TEXTO SELECCIONADO:
------------------------
8. En esta obra de consolidación de la Iglesia y de «inculturación» del cristianismo entre los eslavos orientales —como por otra parte en toda la Iglesia de oriente— fue inestimable el influjo de la vida monástica. Kiev se distinguió relativamente pronto por la famosa «Pecerskaja Lavra» (Monasterio de las Grutas), fundado por los santos [18] Antonio (1073) y Teodosio (1074).

No era raro, pues, que el monje, especialmente el llamado «starec» (anciano) fuera considerado guía espiritual tanto por los grandes escritores rusos como por los simples campesinos. Los monasterios llegaron a ser centros de vida litúrgica, espiritual, social e incluso económica. Los soberanos tomaban a los monjes como consejeros, jueces, diplomáticos y maestros.

Las palabras «culto» y «cultura» tienen la misma raíz. Entre los eslavos de Oriente el culto cristiano promovió también un desarrollo extraordinario de la cultura en todas sus formas.
------------------------
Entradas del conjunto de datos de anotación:
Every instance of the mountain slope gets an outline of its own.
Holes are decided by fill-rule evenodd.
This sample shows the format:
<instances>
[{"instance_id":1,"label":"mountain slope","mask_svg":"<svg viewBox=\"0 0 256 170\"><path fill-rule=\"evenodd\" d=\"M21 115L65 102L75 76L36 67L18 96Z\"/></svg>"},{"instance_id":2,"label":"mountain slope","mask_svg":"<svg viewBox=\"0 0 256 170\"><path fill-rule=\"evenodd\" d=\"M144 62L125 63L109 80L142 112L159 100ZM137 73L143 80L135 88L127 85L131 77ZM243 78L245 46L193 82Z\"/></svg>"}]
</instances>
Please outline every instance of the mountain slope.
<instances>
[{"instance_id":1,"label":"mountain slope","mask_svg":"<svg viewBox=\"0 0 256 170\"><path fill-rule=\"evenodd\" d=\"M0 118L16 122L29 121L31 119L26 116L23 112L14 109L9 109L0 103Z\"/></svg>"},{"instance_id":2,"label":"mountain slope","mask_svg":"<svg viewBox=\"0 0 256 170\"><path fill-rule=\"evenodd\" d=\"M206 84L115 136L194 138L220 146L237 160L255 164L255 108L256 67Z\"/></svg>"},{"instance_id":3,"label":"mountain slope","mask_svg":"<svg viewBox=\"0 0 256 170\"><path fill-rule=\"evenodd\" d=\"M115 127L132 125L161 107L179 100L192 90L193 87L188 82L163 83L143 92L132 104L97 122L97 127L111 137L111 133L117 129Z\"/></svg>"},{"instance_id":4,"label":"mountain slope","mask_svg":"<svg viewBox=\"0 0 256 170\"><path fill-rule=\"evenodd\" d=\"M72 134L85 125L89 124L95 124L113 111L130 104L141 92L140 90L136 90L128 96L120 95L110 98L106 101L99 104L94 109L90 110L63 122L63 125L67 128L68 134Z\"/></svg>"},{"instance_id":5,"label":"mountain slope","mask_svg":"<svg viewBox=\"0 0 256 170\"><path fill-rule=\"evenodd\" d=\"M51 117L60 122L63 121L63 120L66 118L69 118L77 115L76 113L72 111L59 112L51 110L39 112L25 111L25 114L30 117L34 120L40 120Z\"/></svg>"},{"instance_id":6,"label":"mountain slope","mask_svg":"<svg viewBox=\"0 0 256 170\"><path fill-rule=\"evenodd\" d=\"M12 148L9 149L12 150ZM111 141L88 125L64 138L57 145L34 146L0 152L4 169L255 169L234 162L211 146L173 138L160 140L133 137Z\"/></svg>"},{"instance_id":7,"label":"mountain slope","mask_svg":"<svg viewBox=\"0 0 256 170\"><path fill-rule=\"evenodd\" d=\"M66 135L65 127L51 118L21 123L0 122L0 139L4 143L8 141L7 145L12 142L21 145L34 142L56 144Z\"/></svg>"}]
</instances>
------------------------
LISTA DE TAREAS:
a. Según el texto sobre el monacato entre los eslavos orientales, ¿qué funciones asignaban los soberanos a los monjes? Enuméralas todas.
b. Continúa el texto sobre el monacato entre los eslavos orientales a partir de su última oración.

LAS RESPUESTAS:
a. Consejeros, jueces, diplomáticos y maestros.

b.
El arte religioso está impregnado de profunda espiritualidad y de una elevada inspiración mística. ¿Quién no conoce hoy en el mundo los famosos y venerados íconos de las iglesias orientales, las magníficas catedrales de santa Sofía en Kiev y en Novgorod que se remontan al siglo XI, las iglesias y los monasterios tan característicos en el paisaje de aquellas tierras? La literatura de Kiev es religiosa en su mayor parte. Los nuevos himnos y cantos eclesiales son como una emanación de las formas originarias de la tradición musical. No debe olvidarse que las primeras escuelas en la Rus' surgieron precisamente en el siglo XI. Todo esto, aunque mencionado brevemente, constituye un testimonio imborrable del extraordinario florecimiento religioso y cultural, derivado del bautismo de la Rus' de Kiev.

Cuán oportuna resulta, pues, la observación del Concilio Vaticano II: «La Iglesia... no disminuye el bien temporal de ningún pueblo; antes, al contrario, fomenta y asume, y al asumirlas, purifica, fortalece y eleva todas las capacidades y riquezas y costumbres de los pueblos en lo que tienen de bueno»[19].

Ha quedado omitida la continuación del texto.